# QUÉ HARÁS
a – En el texto sobre el régimen revolucionario, ¿a quiénes sacó a la calle el régimen castrista en 2021?
b – Retoma el texto sobre el régimen revolucionario y escribe su continuación a partir de la última oración.

# DOCUMENTO
• • • •
Podemos recordar cómo el régimen castrista respondió ante esta situación reiteradas
veces: en 2021 sacó a la calle a las “Avispas Negras” para atacar directamente a
sangre y fuego el breve respiro de libertad de los cubanos. Cualquier obstáculo
a este orden social artificial basado en la violencia (o sea: el orden revolucionario),
deberá interpretarse como un elemento exógeno a esa “clase-pueblo” siempre
militante y siempre comunista. Estos elementos pueden ser, entre tantos otros:
un remanente de hábitos burgueses entre el proletariado, traidores individuales
a la clase, nuevos enemigos de clase imaginarios o nuevas desigualdades de
clase (pequeños burgueses agazapados, burócratas privilegiados siempre ajenos a
la misma naturaleza del partido-Estado, etc.), cuya remoción deberá recaer en el
mismo Estado revolucionario que resulta así en un Estado hipertrofiado cuya vitalidad
depende enteramente del Partido. Es
un cuadro denigrante y desesperanzador: la única resistencia pública que puede
eternizarse requiere, bien sea la huida al exterior, bien sea la renuncia del régimen
revolucionario a su existencia para institucionalizar un orden social ajeno a
sí mismo. Esto último es algo que el socialismo estatal no puede hacer, con lo
cual le quedan dos opciones al régimen cuando se esclerosa: o el abandono del
poder, como decidió hacer el Partido Comunista en Rusia, o bien mantenerse en
el poder pero quitando las trabas represivas que impiden el resurgir de una
vida burguesa (vigilada, claro está), como eligió la nueva camarilla del Partido
Comunista de China, en una suerte de NEP de larga duración a manos de un
régimen ya sin miedo.
9)
El objetivo del terrorismo, cuando se
encuentra fuera del poder, es la adherencia de sectores de la población frente
a la apariencia de un poder subversivo imposible de detener, así como al
rechazo a un castigo discrecional y generalizado, pero previsible, por parte de
las fuerzas del orden, que tienden así a ser desafiadas como un reflejo que, a
la vez, alivia la paranoia a una represalia incierta del movimiento terrorista.
10)
Ya Lenin, al cerrar ese opúsculo de propaganda
que es El Estado y la Revolución, había echado por la borda la esperanza
escatológica marxista de que los intereses individuales y colectivos fueran
convergentes y simétricos bajo la “fase superior del comunismo”, y en cambio
afirmaba, contradictoriamente, que el problema de los “excesos” (delitos) entre
habitantes, así como la persistencia inevitable de obreros “haraganes” (free-riders)
que no desearan cooperar con su economía centralmente organizada, tenderían a
resolverse por la violencia de los “trabajadores armados”: una suerte de tarea
policial (estatal) en manos de la población, o bien por la fuerza “del hábito”,
lo cual preludiaba la solución de la “moral socialista” y la artificial creación
utópica (cultural) de un “nuevo hombre” colectivista.
• • • •
# INFORMACIÓN MOSTRADA
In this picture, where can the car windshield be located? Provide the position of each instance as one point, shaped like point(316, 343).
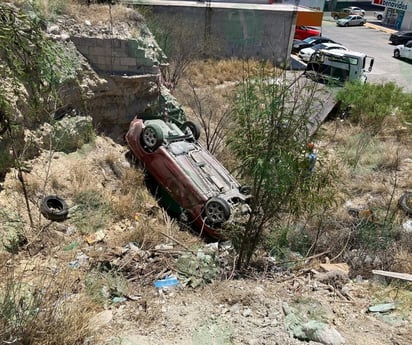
• • • •
# RESPUESTAS ESPERADAS
a – A las “Avispas Negras”.

b –
La dialéctica leninista encarna un proyecto deliberado, claramente
diagramado en el ¿Qué hacer? (como decía Claudio Uriarte, un “manual de totalitarismo”),
que implica el intento de alcanzar la total militarización social, y convertir
este ideal en una causa a la cual se debe adherir como realización última de la
humanidad, le convierte en la forma cabal del totalitarismo (bajo el
régimen de “comunismo de guerra”, esto era incluso superando la necesidad de la
propia subordinación ideológica para la organización social, cual si se estuviera
en un gran campo de concentración a escala nacional). El
bolchevismo ruso, como ideología (más allá de la finalización del “comunismo de guerra” el molde previo persistió) fue el retorno planificado al ideal del jacobinismo francés, en tanto
volvía a proyectar el monismo de la política estatal moderna hacia toda la
sociedad civil. En nombre de evitar la alienación privada de los intereses individuales,
se había vuelto a la alienación ciudadana de los intereses colectivos. La
sociedad civil pasaba a ser, ahora en forma completa, una sociedad comandada,
pero con un agregado: la sociedad política disfrazaría su rol permanente directivo,
prometiendo que sin coerción la sociedad se podría comandar a sí misma en forma
política: del todo a sus partes. La aporía era hacer real al ciudadano
abstracto siendo capaz de tener una dirección central y encarnar las funciones administrativas
del Estado. El ideal de Lenin de las personas aceptando sin resistirse vivir en
una orquesta controlada por un director que vive para mandarla. Y si los
músicos se resisten, vuelve la represión política, lo cual significa que el
Estado no muere jamás: los que mueren son los individuos.
11)
El “comunismo de guerra”, incluso aun sin
llegar a su prometida “fase superior”, se trataba de una forma integral del
“modo de producción comunista”, desde su inicio sin uso del dinero.
Se quiso llegar al comunismo tratando al trabajador como un soldado marchando
de la casa a la fábrica, y a la industria en general con el criterio de
organización de un ejército, siguiendo fielmente el modelo original esbozado
por Lenin y Trotsky. Toda la economía funcionando como una única fábrica, la producción
funcionando como un ejército, la guerra funcionando como una ideología. En
otro periódico Lenin insiste una y otra vez con esta cuestión: “Estamos muy
lejos aún de haber asegurado plenamente el sometimiento incondicional, durante
el trabajo, a las disposiciones de una sola persona, de los dirigentes
soviéticos, de los dictadores, elegidos o designados por las instituciones
soviéticas, dotados de plenos poderes dictatoriales (como lo exige, por
ejemplo, el decreto ferroviario)”.
12)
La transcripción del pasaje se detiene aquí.